_Solicitud escrita_.
Según el extracto sobre la asunción de María, ¿quién concedió el imprimátur de la obra de la que procede?

_Extracto de origen_.

________________

Tomado de El Rosario: Meditaciones para los 31 días del mes de Octubre,
de la autoría del licenciado Juan Luis Tercero. Publicada en Ciudad
Victoria, México, en el año 1894 por la Imprenta Oficial de Víctor Pérez
Ortíz. Imprimátur concedido el 12 de Marzo de 1894 por Mons. José
Ignacio Eduardo Sánchez y Camacho, Obispo de Ciudad Victoria-Tamaulipas
(actual Tampico).
«Regocijémonos todos en el Señor, celebrando el festivo día en que honramos a la dichosa María Virgen, con cuya asunción se gozan los ángeles y cantan alabanzas al Hijo de Dios».
Esta es la voz de la Iglesia al celebrar la asunción de nuestra Reina, el gran misterio de su exaltación a las alturas después de pasar por el sepulcro, a semejanza de la ascensión de su Hijo Cristo resucitado.
Este gran misterio, principio de los triunfos definitivos de gloria de la Dolorosa, que, antes en su camino como el Mesías, ha bebido del amargo torrente, en gran manera interesa la ciencia y la piedad de los hijos fieles de esa Reina de la Iglesia, y guarda espléndida proporción de sabiduría y de amor con los otros misterios de nuestra amabilísima y dichosa Madre.

________________

_Datos proporcionados_.
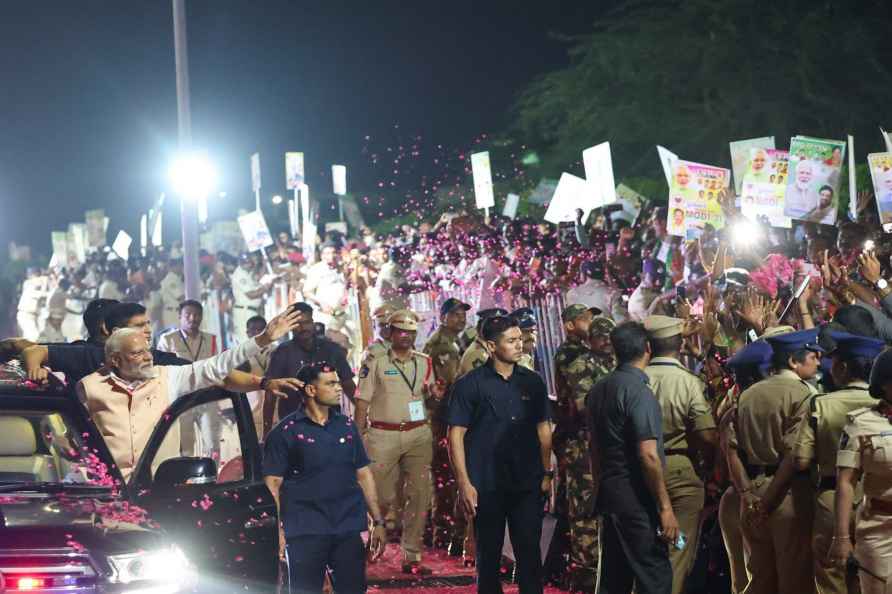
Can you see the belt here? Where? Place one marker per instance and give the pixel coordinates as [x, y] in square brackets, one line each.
[827, 483]
[879, 505]
[397, 426]
[768, 470]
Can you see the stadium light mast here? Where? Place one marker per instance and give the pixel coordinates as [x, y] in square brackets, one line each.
[188, 207]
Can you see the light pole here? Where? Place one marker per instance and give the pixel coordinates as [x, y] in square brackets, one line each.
[188, 208]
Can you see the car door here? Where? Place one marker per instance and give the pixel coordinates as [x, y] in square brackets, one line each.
[226, 520]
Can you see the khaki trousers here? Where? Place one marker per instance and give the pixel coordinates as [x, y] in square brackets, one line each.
[729, 520]
[873, 548]
[404, 457]
[687, 496]
[779, 555]
[828, 579]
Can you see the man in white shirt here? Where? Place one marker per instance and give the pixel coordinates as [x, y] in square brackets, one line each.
[128, 397]
[34, 291]
[188, 341]
[325, 287]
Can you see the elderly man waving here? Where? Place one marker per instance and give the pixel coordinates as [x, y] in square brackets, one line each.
[128, 396]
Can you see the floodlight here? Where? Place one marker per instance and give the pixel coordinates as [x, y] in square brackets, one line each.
[193, 176]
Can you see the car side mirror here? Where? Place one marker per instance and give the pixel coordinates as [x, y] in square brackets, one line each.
[180, 472]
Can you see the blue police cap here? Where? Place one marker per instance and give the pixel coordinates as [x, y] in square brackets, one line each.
[525, 317]
[852, 345]
[755, 354]
[796, 341]
[881, 373]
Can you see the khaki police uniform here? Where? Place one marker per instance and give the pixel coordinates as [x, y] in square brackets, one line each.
[768, 415]
[399, 439]
[866, 445]
[684, 411]
[443, 349]
[476, 355]
[818, 439]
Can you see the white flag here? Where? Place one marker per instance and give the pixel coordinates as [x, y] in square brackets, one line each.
[482, 171]
[599, 173]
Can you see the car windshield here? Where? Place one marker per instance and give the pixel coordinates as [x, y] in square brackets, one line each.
[44, 446]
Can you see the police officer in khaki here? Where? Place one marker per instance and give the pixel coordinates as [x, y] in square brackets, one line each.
[864, 456]
[396, 393]
[817, 444]
[768, 417]
[443, 349]
[688, 426]
[477, 354]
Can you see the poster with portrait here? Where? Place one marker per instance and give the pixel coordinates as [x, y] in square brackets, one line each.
[813, 183]
[740, 157]
[881, 173]
[294, 170]
[694, 198]
[764, 185]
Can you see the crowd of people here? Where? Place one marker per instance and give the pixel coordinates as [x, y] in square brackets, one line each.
[717, 409]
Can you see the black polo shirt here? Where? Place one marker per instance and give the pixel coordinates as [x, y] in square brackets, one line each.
[77, 361]
[290, 356]
[622, 412]
[320, 493]
[502, 449]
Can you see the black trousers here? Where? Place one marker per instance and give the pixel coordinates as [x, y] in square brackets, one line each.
[633, 554]
[309, 555]
[523, 512]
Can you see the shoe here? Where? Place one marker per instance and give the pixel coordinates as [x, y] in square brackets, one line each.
[416, 568]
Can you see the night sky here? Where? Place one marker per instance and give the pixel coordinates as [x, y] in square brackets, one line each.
[88, 99]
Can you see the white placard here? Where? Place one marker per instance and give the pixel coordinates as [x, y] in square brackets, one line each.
[255, 231]
[294, 170]
[143, 233]
[667, 160]
[853, 184]
[599, 173]
[482, 172]
[572, 193]
[121, 246]
[512, 201]
[255, 172]
[887, 138]
[339, 179]
[740, 156]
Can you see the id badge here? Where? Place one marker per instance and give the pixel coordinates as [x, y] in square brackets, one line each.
[416, 411]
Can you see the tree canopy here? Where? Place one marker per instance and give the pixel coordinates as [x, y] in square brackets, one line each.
[693, 75]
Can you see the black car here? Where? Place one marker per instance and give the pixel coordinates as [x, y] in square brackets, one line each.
[194, 516]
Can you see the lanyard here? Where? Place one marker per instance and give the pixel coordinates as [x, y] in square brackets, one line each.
[200, 344]
[414, 375]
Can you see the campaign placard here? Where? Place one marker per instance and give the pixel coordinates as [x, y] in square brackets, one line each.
[694, 198]
[812, 192]
[764, 185]
[881, 173]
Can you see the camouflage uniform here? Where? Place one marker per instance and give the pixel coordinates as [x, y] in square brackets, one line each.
[576, 371]
[442, 348]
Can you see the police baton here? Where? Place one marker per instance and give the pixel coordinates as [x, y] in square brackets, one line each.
[854, 566]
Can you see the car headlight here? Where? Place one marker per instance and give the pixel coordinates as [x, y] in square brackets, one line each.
[168, 568]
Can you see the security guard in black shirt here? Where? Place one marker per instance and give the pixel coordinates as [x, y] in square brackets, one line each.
[500, 445]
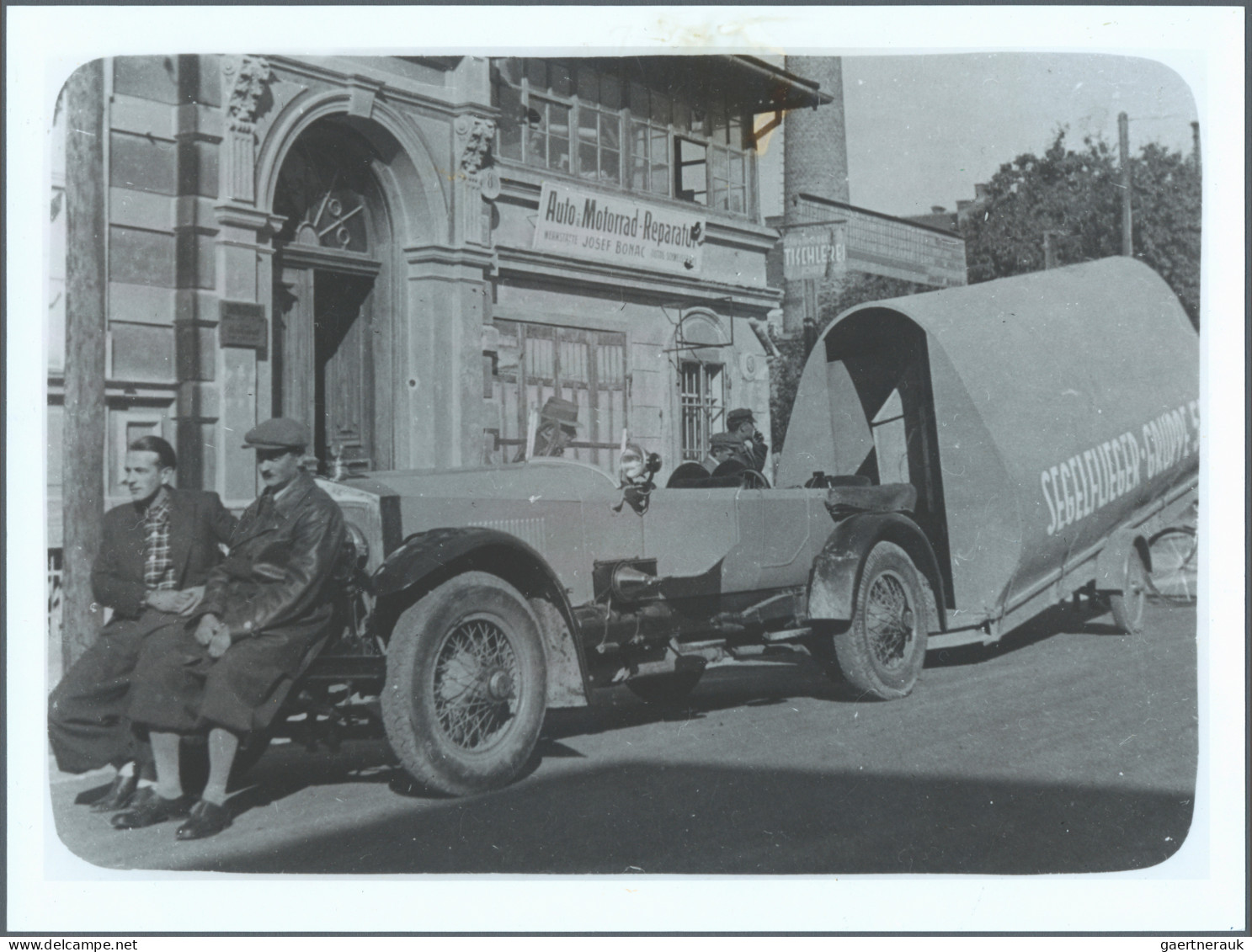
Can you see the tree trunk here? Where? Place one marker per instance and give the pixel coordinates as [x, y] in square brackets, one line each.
[85, 282]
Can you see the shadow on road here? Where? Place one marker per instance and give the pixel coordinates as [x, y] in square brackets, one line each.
[1087, 617]
[663, 818]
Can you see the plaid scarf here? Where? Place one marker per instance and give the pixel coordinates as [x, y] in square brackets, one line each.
[158, 565]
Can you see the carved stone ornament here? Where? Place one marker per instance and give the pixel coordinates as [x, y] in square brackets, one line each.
[475, 136]
[248, 77]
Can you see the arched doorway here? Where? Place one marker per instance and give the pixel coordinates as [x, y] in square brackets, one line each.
[333, 295]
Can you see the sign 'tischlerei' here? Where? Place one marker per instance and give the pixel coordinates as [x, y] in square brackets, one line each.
[617, 231]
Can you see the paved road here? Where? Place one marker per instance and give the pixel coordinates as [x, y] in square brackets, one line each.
[1069, 748]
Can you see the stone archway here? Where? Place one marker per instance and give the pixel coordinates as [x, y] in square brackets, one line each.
[336, 295]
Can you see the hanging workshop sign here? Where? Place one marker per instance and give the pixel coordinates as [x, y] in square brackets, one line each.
[617, 231]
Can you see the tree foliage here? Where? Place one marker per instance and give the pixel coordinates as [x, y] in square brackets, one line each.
[1077, 195]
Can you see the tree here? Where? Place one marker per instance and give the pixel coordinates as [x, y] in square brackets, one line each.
[1077, 197]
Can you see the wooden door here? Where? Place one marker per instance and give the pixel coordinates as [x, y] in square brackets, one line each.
[324, 373]
[344, 370]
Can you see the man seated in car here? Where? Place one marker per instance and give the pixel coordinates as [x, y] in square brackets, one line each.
[267, 611]
[722, 447]
[751, 450]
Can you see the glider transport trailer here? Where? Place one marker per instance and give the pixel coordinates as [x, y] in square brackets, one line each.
[956, 463]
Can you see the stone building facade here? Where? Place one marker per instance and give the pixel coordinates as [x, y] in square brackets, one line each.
[372, 244]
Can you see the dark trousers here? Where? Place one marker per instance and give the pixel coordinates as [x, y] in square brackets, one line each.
[87, 712]
[180, 689]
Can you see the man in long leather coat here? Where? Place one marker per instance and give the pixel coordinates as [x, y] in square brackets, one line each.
[156, 555]
[265, 613]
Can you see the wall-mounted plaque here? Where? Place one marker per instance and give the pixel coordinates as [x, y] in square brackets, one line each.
[243, 324]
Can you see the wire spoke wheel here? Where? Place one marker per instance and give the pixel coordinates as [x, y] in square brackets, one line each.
[884, 647]
[475, 678]
[889, 620]
[466, 684]
[1174, 577]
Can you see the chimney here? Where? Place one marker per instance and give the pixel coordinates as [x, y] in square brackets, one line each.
[814, 162]
[814, 143]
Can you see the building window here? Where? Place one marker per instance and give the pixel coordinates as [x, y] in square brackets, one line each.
[701, 388]
[541, 360]
[604, 123]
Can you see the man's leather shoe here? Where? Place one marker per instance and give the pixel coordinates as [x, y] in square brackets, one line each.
[118, 795]
[207, 820]
[149, 807]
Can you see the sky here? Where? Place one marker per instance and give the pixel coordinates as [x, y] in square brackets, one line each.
[923, 129]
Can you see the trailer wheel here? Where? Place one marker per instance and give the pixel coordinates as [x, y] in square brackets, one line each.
[466, 686]
[1128, 604]
[883, 650]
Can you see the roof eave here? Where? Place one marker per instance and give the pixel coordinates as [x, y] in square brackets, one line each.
[786, 90]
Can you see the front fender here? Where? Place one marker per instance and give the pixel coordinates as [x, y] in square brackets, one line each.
[837, 569]
[431, 557]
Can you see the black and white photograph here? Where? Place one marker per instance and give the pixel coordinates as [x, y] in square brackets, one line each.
[598, 470]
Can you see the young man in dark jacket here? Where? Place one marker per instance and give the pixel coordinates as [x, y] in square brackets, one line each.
[156, 556]
[265, 613]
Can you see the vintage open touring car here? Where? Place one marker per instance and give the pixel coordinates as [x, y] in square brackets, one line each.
[956, 463]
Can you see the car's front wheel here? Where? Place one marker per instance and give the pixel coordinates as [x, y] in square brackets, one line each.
[466, 686]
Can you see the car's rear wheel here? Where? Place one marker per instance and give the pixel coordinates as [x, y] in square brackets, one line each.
[883, 650]
[466, 686]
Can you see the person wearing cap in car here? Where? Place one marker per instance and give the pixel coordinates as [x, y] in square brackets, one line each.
[751, 450]
[722, 447]
[558, 422]
[265, 613]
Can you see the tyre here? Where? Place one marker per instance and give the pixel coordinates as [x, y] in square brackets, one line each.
[670, 689]
[883, 650]
[466, 686]
[1128, 604]
[1174, 565]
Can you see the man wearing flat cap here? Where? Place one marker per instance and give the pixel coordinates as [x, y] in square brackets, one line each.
[751, 450]
[267, 609]
[722, 447]
[558, 422]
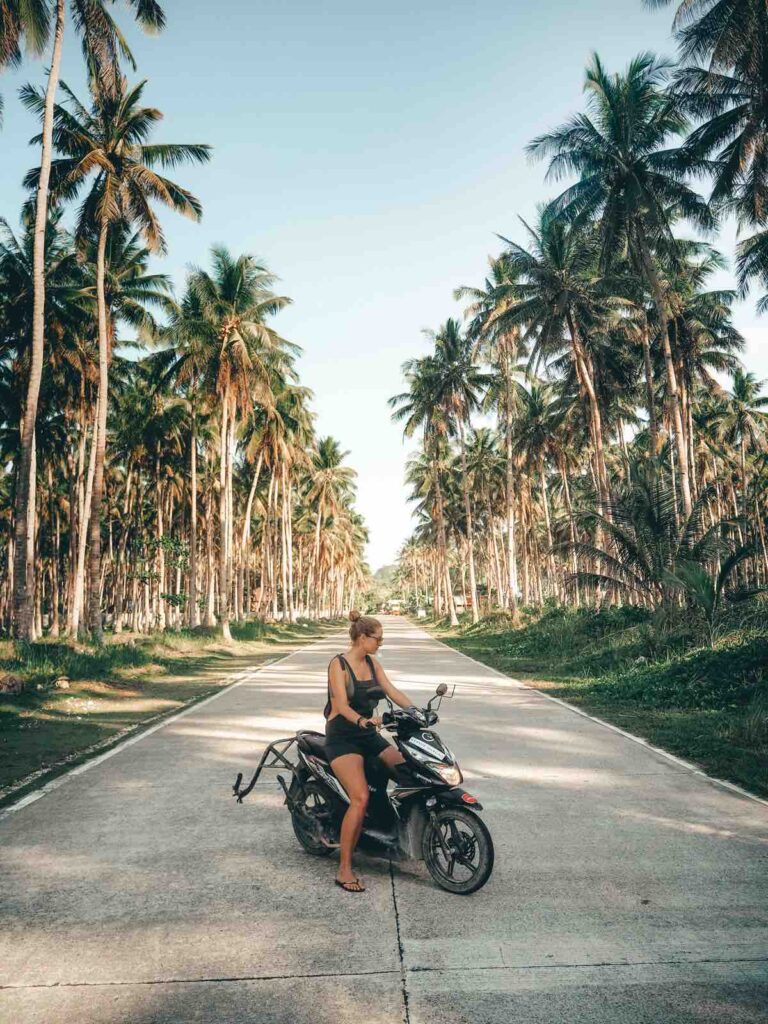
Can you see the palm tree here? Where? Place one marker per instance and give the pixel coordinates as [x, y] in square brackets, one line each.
[633, 185]
[458, 385]
[101, 43]
[653, 555]
[744, 423]
[24, 25]
[330, 484]
[724, 85]
[502, 346]
[560, 296]
[418, 408]
[227, 346]
[105, 144]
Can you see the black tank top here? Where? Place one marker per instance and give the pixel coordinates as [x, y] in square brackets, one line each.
[367, 691]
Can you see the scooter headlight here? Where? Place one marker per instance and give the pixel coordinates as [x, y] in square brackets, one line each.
[449, 773]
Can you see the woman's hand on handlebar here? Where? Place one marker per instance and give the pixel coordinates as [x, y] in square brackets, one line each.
[371, 723]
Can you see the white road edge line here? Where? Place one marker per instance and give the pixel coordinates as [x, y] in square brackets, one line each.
[238, 679]
[693, 769]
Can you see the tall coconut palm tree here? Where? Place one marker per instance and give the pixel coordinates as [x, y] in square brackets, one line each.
[560, 296]
[104, 147]
[226, 344]
[419, 409]
[633, 185]
[330, 484]
[744, 424]
[102, 44]
[458, 387]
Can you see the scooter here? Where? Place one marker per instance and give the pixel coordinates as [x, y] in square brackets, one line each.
[426, 816]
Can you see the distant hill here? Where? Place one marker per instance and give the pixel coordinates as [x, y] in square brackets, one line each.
[385, 574]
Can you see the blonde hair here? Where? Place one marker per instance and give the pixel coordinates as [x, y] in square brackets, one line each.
[361, 626]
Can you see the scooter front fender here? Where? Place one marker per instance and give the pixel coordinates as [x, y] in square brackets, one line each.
[454, 796]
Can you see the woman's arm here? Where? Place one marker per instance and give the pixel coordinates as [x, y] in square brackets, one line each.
[339, 700]
[395, 695]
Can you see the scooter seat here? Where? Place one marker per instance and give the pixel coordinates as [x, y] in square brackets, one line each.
[312, 742]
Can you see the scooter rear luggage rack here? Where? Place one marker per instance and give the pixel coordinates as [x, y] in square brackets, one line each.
[279, 750]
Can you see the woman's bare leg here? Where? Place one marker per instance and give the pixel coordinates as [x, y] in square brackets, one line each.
[349, 771]
[391, 759]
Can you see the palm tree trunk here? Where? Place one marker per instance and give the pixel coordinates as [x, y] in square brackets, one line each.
[26, 483]
[223, 518]
[663, 312]
[649, 391]
[548, 524]
[194, 610]
[443, 549]
[78, 601]
[470, 531]
[511, 547]
[94, 582]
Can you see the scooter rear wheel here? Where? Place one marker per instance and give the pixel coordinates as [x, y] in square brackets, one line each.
[311, 817]
[458, 850]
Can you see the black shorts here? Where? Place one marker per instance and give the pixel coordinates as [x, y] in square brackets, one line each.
[343, 737]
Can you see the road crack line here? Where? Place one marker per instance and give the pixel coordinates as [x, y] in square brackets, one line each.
[201, 981]
[403, 975]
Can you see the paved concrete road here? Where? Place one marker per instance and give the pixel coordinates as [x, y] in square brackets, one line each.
[626, 890]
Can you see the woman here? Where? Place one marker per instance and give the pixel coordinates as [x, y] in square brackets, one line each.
[351, 730]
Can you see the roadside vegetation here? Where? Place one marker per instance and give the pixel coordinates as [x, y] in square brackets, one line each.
[590, 472]
[655, 676]
[76, 699]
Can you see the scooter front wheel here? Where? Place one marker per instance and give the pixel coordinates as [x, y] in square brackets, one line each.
[458, 850]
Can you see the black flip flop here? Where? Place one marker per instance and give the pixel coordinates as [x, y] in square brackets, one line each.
[345, 886]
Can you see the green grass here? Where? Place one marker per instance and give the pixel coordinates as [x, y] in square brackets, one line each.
[651, 678]
[127, 684]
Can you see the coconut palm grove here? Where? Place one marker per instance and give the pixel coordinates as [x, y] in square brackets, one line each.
[589, 451]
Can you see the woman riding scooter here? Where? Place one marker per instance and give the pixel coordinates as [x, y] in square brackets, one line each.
[351, 730]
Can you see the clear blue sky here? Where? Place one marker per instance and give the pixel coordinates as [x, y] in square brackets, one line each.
[370, 154]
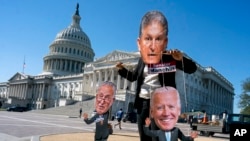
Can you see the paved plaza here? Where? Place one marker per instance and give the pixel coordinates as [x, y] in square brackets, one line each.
[32, 126]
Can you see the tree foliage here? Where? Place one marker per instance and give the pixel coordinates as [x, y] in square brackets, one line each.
[244, 102]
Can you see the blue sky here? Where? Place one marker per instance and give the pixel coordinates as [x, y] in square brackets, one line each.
[212, 32]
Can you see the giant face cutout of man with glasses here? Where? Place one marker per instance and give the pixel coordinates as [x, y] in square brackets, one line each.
[105, 97]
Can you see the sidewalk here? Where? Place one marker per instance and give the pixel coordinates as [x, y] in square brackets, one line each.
[113, 137]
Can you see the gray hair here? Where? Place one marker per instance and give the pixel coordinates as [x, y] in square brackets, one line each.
[153, 16]
[108, 83]
[165, 90]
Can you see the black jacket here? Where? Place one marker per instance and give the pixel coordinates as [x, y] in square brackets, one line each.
[166, 79]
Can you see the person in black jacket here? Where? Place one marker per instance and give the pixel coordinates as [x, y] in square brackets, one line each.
[156, 67]
[105, 97]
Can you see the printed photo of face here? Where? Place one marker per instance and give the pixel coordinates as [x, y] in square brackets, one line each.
[165, 109]
[152, 43]
[104, 99]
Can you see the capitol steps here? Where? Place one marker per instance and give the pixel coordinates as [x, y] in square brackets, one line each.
[70, 110]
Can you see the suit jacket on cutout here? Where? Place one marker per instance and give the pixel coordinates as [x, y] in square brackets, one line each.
[101, 131]
[166, 79]
[175, 134]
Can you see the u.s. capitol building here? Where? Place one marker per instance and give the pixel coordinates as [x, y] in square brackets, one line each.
[71, 74]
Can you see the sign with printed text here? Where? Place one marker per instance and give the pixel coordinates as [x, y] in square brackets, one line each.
[239, 132]
[162, 67]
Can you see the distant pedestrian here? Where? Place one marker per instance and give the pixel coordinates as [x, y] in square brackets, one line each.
[119, 116]
[80, 111]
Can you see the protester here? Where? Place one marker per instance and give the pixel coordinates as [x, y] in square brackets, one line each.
[105, 97]
[152, 43]
[165, 109]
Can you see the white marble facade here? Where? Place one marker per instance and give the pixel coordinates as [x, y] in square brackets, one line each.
[70, 74]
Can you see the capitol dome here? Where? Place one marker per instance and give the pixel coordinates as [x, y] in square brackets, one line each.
[70, 50]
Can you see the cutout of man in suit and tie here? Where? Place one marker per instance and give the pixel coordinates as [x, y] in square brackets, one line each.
[165, 109]
[105, 97]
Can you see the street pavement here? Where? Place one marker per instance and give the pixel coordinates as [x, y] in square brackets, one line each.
[31, 126]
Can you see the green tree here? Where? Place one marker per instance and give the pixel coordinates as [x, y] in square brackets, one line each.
[244, 102]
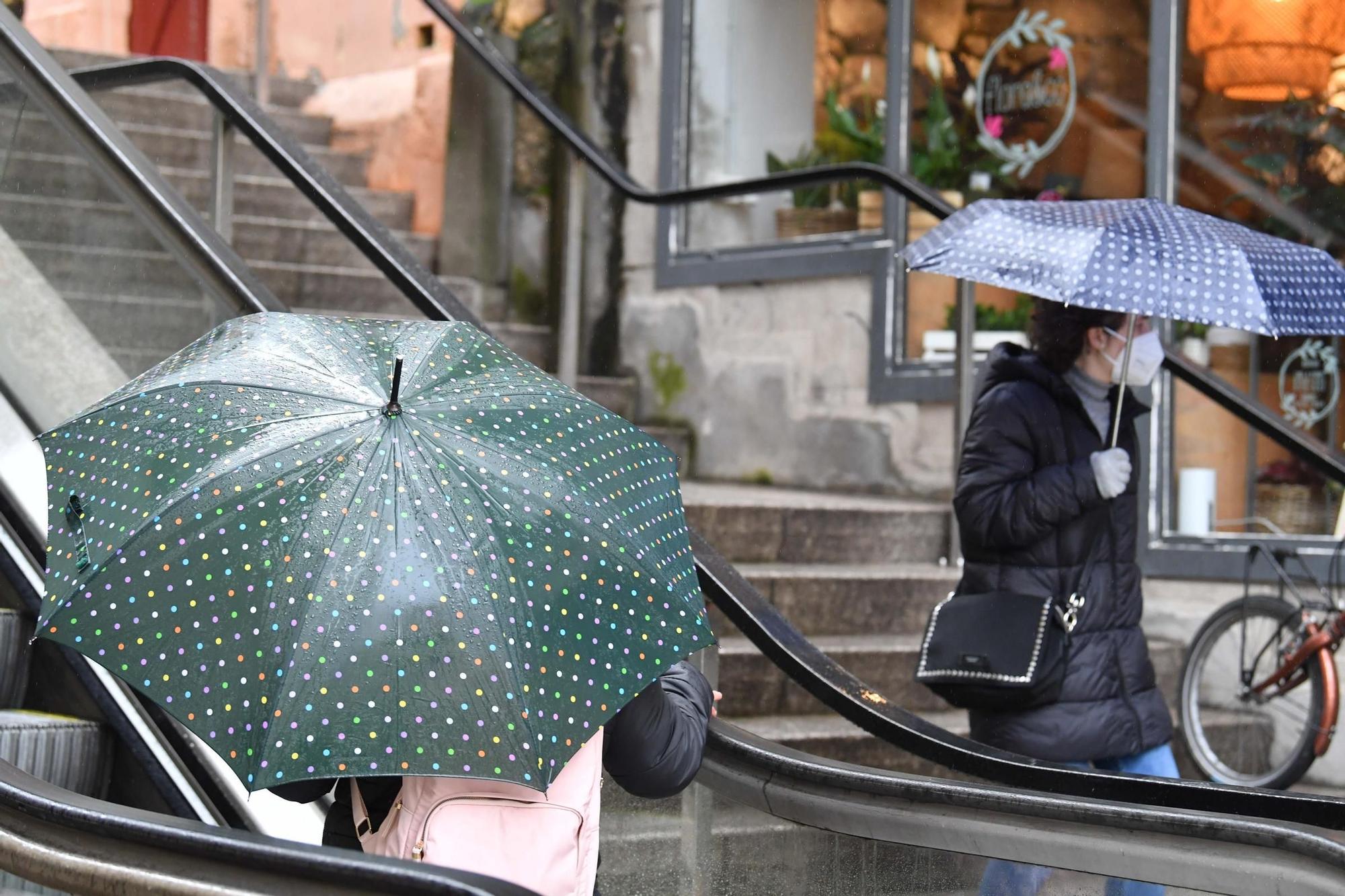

________________

_Resultado obtenido_.
Mons. José Ignacio Eduardo Sánchez y Camacho, obispo de Ciudad Victoria-Tamaulipas.